Source excerpt:
Transposition of vertical legislation into Jordanian standards for the three
priority sectors (gas appliances, toys and electrical products) has continued.
So far, 44 directives have been transposed. Still jeopardising the progress on
a technical level is the pending amendment to the Law on Standards and
Metrology, without which most of the new standards may not be enforced. The
proposed MFA operation could facilitate the adoption of the amended
standards law with a view to defining the new obligations of stakeholders
for product safety and to establishing the new conformity assessment and market
surveillance regime in Jordan. Finally, in
the areas of investment, MFA could facilitate the passing of the draft
PPPs law, while helping improve the institutional and regulatory framework for
investment through the adoption of the new Investment Law and by-laws, with
positive implications for foreign and domestic investment as well as job
creation. Many of the
above-mentioned economic reforms are part of the policy programmes supported by
the IMF, the World Bank and the EU's budget support operations. The
conditionality of the proposed MFA will complement and reinforce that of these
operations. 2. Objectives and related indicators of the
macro-financial assistance 2.1. Objectives The
objectives of the proposed MFA operation are to: · Contribute to covering the external financing needs of Jordan in the context of a significant deterioration of the country's external accounts
brough about by the negative shocks to the energy sector and the economic and
political developments in the region. · Alleviating Jordan's budgetary financing needs, also in the context
of the Syrian regugee crisis. · Support the fiscal consolidation effort and external stabilisation
in the context of the IMF programme. · Facilitate and encourage efforts of the authorities of Jordan to implement measures identified under the EU-Jordan Action Plan, while reinforcing
the EU's economic policy dialogue with the authorities. · Support structural reform efforts aimed at improving the overall
macroeconomic management, strenghening economic governance and transparency,
and improving conditions for sustainable growth. 2.2. Indicators The
fulfilment of the objectives of the assistance will be assessed by the
Commission, including in the context of the ex-post evaluation (see below), on
the basis of the following indicators: · Progress with macroeconomic and financial stabilisation, notably by
assessing the degree of adherence to the IMF-supported programme. · Progress with the implementation of structural reforms, notably the
specific policy actions identified as conditions for disbursement of the
assistance, which will be included in a Memorandum of Understanding to be
negotiated between the Commission and the Jordanian authorities. Conditions will
include structural measures relevant for ensuring macroeconomic stability, e.g.

Tasks to perform:
(a) From the Jordan assistance excerpt, return the passage that begins at the words "Transposition of vertical" and stops after the words "products) has continued.".
(b) According to the Jordan assistance excerpt, why does the pending amendment to the Law on Standards and Metrology jeopardize progress on a technical level? Answer in one to three sentences.

Material supplied:
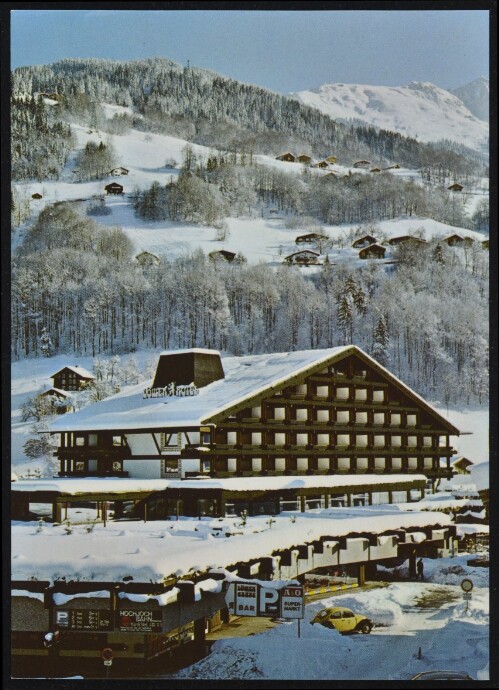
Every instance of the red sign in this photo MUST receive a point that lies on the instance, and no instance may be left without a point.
(107, 654)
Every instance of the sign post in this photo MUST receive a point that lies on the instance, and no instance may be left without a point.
(467, 586)
(107, 657)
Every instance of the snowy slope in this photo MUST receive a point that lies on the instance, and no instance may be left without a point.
(420, 110)
(475, 97)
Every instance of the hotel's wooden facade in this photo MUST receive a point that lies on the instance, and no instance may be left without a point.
(347, 415)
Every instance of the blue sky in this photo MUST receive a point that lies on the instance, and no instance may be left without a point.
(282, 50)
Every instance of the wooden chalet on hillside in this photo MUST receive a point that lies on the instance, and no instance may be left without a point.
(373, 251)
(305, 413)
(310, 238)
(114, 188)
(223, 255)
(306, 257)
(72, 378)
(402, 239)
(364, 242)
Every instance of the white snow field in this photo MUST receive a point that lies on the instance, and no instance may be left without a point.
(408, 617)
(420, 110)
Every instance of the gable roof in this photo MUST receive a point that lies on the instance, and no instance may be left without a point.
(247, 381)
(81, 371)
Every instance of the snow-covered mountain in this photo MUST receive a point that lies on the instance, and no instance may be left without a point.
(420, 110)
(475, 97)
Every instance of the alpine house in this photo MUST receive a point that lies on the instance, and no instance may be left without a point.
(311, 426)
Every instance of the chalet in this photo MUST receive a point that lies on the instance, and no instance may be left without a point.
(223, 255)
(312, 413)
(147, 260)
(118, 171)
(62, 401)
(402, 239)
(364, 242)
(306, 257)
(462, 465)
(457, 240)
(72, 378)
(310, 238)
(114, 188)
(373, 251)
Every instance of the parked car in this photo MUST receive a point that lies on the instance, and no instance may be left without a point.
(442, 675)
(343, 620)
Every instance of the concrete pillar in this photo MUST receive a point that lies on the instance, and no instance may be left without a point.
(412, 564)
(361, 574)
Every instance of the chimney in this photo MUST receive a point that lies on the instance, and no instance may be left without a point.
(197, 366)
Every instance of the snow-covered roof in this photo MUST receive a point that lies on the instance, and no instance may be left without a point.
(81, 371)
(245, 378)
(283, 483)
(89, 485)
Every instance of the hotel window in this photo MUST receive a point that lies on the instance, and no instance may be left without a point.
(323, 463)
(342, 393)
(279, 439)
(362, 463)
(280, 464)
(343, 463)
(302, 464)
(323, 415)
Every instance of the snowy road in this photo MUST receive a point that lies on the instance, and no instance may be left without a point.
(408, 616)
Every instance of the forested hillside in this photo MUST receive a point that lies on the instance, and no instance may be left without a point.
(206, 108)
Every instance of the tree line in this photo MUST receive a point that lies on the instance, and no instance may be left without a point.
(427, 319)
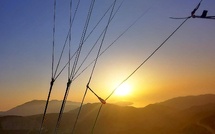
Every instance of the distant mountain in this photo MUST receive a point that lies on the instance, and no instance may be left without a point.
(189, 101)
(37, 107)
(168, 117)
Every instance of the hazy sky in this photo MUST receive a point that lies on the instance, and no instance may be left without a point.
(183, 66)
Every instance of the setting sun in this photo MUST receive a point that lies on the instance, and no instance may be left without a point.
(123, 90)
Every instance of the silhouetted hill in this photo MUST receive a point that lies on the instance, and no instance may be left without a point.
(37, 107)
(189, 101)
(113, 119)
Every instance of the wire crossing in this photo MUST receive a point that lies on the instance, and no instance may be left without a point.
(129, 27)
(52, 66)
(87, 87)
(137, 70)
(98, 37)
(74, 65)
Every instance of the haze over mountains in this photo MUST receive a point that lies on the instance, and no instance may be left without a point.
(181, 115)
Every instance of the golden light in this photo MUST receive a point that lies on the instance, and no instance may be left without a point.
(123, 90)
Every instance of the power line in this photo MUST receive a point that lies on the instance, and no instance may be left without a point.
(137, 70)
(74, 65)
(131, 25)
(98, 38)
(52, 66)
(87, 87)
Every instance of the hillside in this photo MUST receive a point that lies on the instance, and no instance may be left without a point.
(152, 119)
(37, 107)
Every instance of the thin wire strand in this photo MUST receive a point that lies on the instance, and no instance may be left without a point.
(74, 66)
(131, 25)
(136, 70)
(83, 44)
(98, 37)
(82, 39)
(80, 108)
(52, 67)
(55, 74)
(70, 36)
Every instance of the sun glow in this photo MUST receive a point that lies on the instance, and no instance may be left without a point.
(123, 90)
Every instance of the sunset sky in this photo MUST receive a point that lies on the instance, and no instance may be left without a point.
(183, 66)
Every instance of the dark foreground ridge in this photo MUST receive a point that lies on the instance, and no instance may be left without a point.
(181, 115)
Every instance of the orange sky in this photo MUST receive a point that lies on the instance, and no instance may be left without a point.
(183, 66)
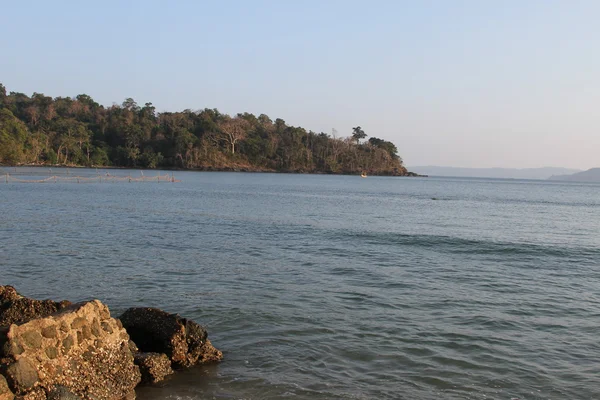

The results:
(a)
Transposition of vertical legislation into Jordanian standards for the three
priority sectors (gas appliances, toys and electrical products) has continued.

(b) Without that amendment, most of the new standards may not be enforced.